Work instructions - Write the lines from the one that contains "the tree line;" up to and including the one that contains "[(31, 175)]" as a JSON list of strings, one string per line, leaving out any blank lines.
* * *
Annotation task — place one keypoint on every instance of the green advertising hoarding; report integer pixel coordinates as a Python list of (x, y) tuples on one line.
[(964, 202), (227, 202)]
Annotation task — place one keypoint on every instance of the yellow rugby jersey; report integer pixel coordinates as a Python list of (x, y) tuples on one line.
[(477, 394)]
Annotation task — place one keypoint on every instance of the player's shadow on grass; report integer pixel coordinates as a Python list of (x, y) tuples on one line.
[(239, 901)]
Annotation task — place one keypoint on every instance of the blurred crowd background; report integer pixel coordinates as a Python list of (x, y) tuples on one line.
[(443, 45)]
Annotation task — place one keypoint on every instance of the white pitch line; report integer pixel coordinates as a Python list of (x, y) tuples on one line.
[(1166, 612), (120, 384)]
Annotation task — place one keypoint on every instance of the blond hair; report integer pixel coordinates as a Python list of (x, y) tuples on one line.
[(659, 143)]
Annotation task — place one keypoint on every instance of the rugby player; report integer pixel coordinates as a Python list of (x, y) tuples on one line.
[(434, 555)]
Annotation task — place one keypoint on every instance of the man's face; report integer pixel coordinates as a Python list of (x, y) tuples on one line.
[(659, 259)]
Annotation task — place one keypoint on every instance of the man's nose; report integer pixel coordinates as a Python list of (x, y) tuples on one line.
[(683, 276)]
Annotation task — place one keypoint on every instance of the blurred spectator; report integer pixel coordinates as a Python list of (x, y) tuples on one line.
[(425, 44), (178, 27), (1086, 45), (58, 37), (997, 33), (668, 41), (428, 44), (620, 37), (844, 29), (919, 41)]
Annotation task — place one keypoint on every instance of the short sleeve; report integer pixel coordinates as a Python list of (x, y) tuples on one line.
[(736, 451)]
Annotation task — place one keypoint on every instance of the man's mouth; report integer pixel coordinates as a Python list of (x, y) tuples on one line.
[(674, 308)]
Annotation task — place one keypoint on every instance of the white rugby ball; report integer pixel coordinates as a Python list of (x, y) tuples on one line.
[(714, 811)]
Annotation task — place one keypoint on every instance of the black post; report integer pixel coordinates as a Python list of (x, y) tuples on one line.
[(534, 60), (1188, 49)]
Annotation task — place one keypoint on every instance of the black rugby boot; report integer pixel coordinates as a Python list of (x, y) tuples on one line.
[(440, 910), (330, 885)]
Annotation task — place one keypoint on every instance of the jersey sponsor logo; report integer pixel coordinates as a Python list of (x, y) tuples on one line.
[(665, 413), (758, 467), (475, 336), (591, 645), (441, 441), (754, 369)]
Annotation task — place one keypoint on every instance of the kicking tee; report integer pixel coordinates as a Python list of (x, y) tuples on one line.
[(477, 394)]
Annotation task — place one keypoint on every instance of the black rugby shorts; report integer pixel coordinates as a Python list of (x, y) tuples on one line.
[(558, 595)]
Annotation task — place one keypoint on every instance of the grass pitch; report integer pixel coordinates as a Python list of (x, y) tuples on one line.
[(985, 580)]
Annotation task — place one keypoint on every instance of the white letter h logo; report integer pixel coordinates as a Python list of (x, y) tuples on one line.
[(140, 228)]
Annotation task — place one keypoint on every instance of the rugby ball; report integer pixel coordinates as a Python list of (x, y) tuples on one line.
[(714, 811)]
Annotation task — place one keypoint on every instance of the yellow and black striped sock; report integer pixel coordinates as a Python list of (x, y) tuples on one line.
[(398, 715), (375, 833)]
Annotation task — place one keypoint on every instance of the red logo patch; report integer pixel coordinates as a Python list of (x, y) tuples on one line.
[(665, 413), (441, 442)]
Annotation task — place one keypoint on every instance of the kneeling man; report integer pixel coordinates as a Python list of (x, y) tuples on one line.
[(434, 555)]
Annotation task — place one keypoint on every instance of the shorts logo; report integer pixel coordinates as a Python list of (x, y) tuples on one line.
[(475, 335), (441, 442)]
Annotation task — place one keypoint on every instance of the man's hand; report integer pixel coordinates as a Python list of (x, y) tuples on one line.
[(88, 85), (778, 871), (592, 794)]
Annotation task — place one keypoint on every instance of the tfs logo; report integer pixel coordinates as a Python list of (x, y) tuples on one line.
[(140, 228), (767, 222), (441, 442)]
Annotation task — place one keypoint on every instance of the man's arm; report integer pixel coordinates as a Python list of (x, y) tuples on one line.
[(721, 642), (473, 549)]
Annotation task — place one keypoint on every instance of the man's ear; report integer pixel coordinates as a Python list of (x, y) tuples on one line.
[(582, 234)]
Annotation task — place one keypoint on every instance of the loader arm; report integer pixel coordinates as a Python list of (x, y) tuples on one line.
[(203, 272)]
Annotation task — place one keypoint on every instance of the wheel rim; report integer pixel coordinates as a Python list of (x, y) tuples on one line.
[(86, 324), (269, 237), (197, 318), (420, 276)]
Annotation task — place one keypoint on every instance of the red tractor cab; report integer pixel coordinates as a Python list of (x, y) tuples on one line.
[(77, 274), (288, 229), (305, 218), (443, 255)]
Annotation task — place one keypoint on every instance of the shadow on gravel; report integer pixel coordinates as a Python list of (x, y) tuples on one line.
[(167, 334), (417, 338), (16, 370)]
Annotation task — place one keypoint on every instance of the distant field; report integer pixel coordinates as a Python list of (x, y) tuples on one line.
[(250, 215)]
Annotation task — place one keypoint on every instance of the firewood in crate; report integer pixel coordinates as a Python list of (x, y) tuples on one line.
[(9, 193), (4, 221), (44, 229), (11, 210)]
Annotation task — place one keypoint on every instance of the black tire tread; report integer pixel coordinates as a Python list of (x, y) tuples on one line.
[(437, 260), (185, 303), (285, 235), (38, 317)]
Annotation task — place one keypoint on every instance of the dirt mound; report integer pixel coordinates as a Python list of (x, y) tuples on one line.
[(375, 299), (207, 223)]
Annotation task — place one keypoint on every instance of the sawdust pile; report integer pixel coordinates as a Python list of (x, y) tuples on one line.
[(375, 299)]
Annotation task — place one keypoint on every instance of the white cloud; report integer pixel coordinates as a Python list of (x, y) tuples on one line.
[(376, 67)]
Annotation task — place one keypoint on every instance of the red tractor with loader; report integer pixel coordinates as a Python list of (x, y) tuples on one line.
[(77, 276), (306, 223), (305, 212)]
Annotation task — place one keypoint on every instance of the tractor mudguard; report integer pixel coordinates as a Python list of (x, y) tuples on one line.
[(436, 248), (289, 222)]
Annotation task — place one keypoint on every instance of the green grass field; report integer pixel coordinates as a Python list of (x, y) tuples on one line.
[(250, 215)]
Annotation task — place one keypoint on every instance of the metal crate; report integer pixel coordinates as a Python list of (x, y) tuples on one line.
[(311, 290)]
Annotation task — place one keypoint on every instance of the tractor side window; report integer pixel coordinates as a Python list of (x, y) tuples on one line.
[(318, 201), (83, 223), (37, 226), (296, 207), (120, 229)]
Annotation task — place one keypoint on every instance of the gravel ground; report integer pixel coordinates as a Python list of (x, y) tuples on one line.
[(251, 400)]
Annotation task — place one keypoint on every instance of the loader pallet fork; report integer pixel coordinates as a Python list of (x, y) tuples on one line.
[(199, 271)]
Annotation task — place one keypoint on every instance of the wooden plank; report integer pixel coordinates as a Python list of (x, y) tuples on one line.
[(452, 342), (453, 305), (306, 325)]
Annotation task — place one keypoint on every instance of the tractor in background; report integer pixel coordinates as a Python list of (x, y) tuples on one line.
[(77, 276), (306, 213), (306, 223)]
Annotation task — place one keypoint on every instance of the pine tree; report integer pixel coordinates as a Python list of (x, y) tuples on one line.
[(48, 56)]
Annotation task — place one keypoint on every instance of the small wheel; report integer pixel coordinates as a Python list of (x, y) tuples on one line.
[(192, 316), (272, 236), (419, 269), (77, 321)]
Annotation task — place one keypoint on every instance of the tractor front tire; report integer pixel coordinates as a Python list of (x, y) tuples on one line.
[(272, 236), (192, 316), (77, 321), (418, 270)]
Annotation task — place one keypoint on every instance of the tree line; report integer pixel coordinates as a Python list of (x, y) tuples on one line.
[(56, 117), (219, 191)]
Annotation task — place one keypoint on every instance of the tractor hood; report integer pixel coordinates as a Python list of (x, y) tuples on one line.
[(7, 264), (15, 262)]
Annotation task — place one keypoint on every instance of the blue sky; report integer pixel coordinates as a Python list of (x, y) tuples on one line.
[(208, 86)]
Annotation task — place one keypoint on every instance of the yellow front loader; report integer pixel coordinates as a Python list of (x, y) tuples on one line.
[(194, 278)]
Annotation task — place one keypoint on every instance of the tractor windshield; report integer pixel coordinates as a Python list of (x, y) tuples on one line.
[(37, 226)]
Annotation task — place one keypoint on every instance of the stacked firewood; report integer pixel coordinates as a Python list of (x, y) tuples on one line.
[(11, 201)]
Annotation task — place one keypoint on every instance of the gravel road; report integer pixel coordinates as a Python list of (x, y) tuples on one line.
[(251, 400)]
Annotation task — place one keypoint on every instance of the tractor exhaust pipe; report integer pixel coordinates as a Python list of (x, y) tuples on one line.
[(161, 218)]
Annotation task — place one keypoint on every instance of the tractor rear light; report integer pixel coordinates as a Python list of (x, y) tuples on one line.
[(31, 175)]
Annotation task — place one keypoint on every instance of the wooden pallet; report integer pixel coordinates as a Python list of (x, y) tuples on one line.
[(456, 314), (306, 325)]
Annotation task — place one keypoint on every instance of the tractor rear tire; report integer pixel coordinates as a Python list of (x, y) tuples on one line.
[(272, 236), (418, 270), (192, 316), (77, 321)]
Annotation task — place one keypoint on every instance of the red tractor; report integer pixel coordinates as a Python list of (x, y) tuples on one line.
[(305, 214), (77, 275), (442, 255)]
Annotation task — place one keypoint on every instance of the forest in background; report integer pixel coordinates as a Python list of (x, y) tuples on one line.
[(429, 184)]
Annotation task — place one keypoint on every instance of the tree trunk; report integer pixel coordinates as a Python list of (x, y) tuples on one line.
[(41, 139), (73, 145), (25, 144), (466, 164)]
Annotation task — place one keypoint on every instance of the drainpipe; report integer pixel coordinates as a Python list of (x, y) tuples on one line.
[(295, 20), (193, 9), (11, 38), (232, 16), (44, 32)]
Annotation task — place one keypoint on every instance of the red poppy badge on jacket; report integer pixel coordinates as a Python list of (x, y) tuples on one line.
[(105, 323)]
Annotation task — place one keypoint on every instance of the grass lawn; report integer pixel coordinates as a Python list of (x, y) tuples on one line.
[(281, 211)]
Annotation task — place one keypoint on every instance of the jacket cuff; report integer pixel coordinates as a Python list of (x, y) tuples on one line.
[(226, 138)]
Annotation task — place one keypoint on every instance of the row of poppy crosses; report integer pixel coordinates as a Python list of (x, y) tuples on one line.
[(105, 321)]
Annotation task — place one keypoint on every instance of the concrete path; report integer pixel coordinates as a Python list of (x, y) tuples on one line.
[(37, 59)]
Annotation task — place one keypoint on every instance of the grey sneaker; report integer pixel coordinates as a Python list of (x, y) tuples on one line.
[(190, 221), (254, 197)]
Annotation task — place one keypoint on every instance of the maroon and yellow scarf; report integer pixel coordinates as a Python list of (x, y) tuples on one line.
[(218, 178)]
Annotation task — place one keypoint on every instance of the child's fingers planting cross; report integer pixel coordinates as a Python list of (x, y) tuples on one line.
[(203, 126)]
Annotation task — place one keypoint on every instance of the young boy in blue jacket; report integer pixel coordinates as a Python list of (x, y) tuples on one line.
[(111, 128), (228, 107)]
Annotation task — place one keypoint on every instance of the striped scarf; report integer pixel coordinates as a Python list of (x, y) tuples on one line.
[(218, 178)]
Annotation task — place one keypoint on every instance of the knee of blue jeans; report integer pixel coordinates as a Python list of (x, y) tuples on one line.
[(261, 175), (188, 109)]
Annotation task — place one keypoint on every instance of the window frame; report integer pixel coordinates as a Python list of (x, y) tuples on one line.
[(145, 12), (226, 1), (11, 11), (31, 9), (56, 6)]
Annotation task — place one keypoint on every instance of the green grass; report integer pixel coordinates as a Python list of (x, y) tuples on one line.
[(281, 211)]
* * *
Complete response -
[
  "Annotation task — place one keypoint on every instance of the tree line; report integer pixel coordinates as a Python list of (x, y) tuples on one line.",
  "[(56, 117), (219, 191)]",
  "Annotation task — place one keypoint on every instance of the tractor hood; report integer pixel coordinates as a Python list of (x, y) tuples on one line.",
  "[(7, 264), (15, 262)]",
  "Annotation task — place one keypoint on every instance of the blue sky; report integer pixel coordinates as a Python list of (x, y) tuples on one line.",
  "[(208, 86)]",
  "Annotation task — place one keypoint on every instance of the yellow front loader; report integer pixel coordinates as a Python list of (x, y) tuples on one line.",
  "[(194, 278)]",
  "Annotation task — place one keypoint on every instance of the tractor windshield; report integer pixel coordinates as a Python list of (x, y) tuples on one line.",
  "[(37, 226)]",
  "Annotation task — place one keypoint on every instance of the stacked firewood; report integer pixel coordinates as a Python list of (x, y) tuples on one line.",
  "[(11, 201)]",
  "Annotation task — place one keypoint on every instance of the gravel road; report integer pixel coordinates as a Python list of (x, y) tuples on one line.",
  "[(251, 400)]",
  "Annotation task — place one keypoint on every instance of the tractor exhaust pipe; report integer pixel coordinates as a Python list of (x, y) tuples on one line.",
  "[(161, 218)]",
  "Annotation task — place one keypoint on every instance of the tractor rear light; report integer pixel coordinates as a Python list of (x, y) tuples on one line.",
  "[(31, 175)]"
]